ACTIVITY LIST -
1: For each statement about the Valentine's Day text, say yes if it agrees with the text and no if it does not, and quote the exact words that decide it. (a) Reality shows such as "The Bachelor" have suitors compete, with one dropped every week. (b) The women's studies textbook cited calls the "marriage myth" partly true. (c) The characters on "Friends" are criticized for a sexual dry spell of a few months.
2: Write out the Valentine's Day text word for word, starting with "Some may question" and going on through "glorifying promiscuous sex.".

EXCERPT -
-*-

It’s Valentine’s Day, a time to celebrate that special someone, as well as the central role that love and romance plays in all of our lives.


Some may question whether such a day is necessary. After all, just about everyone already knows that one of life’s greatest joys is finding true, lasting love. Many movies and television shows — from the classic When Harry When Sally to modern fairytales like The Prince and Me — drive that message home, but today they must compete with a coarse culture that too often devalues love and marriage while glorifying promiscuous sex.


It’s old news that much of popular culture preaches that casual sex is a necessary part of being a liberated modern woman. The characters on “Friends” are consoled for a sexual “dryspell” of even a few months, the ladies on “Sex and the City” see sex more as sport than an act of intimacy, while reality shows — like “The Bachelorette” or “The Bachelor” (1, 2 and 3) — depict “love” blooming through contrived contests pitting suitors against each other, with one eliminated each week.


The real surprise is that this message is echoed in some college classrooms. The texts used in entry level women’s studies courses often seem focused on subverting expectations about love and relationships and warning women of the dangers of marriage.


Shelia Ruth’s Issues in Feminism: An Introduction to Women’s Studies, for example, dedicates a section to marriage that includes subheadings such as “The Case Against Traditional Marriage” and “The Feminine Role in Traditional Marriage: A Setup.” Ruth warns of the “marriage myth” of achieving a “happily-ever-after-forever romance” and declares this myth “utterly false.”

-*-

PROVIDED MATERIAL -
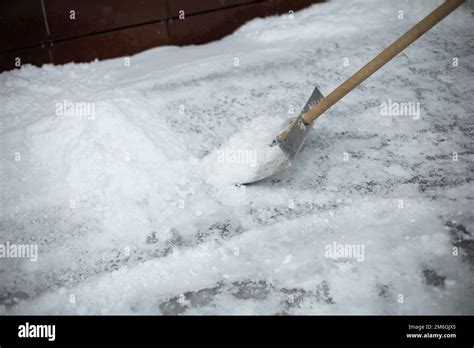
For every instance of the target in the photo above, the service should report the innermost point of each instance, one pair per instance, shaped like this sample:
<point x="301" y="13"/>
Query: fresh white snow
<point x="133" y="212"/>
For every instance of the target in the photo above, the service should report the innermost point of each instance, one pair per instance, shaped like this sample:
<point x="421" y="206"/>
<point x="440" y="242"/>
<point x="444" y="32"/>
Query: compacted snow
<point x="115" y="173"/>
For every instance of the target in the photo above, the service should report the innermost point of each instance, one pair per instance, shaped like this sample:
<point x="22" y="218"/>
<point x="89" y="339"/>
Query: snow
<point x="132" y="213"/>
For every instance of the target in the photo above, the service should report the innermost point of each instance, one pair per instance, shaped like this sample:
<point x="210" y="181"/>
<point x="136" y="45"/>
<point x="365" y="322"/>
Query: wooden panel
<point x="35" y="55"/>
<point x="93" y="16"/>
<point x="21" y="24"/>
<point x="212" y="26"/>
<point x="110" y="44"/>
<point x="193" y="6"/>
<point x="283" y="6"/>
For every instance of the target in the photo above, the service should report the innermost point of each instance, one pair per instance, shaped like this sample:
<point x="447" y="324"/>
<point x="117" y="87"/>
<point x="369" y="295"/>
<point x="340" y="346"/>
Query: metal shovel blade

-*-

SOLUTIONS TO THE TASKS -
1:
(a) Yes: "depict “love” blooming through contrived contests pitting suitors against each other, with one eliminated each week"
(b) No: "declares this myth “utterly false.”"
(c) No: "The characters on “Friends” are consoled for a sexual “dryspell” of even a few months"

2:
Some may question whether such a day is necessary. After all, just about everyone already knows that one of life’s greatest joys is finding true, lasting love. Many movies and television shows — from the classic When Harry When Sally to modern fairytales like The Prince and Me — drive that message home, but today they must compete with a coarse culture that too often devalues love and marriage while glorifying promiscuous sex.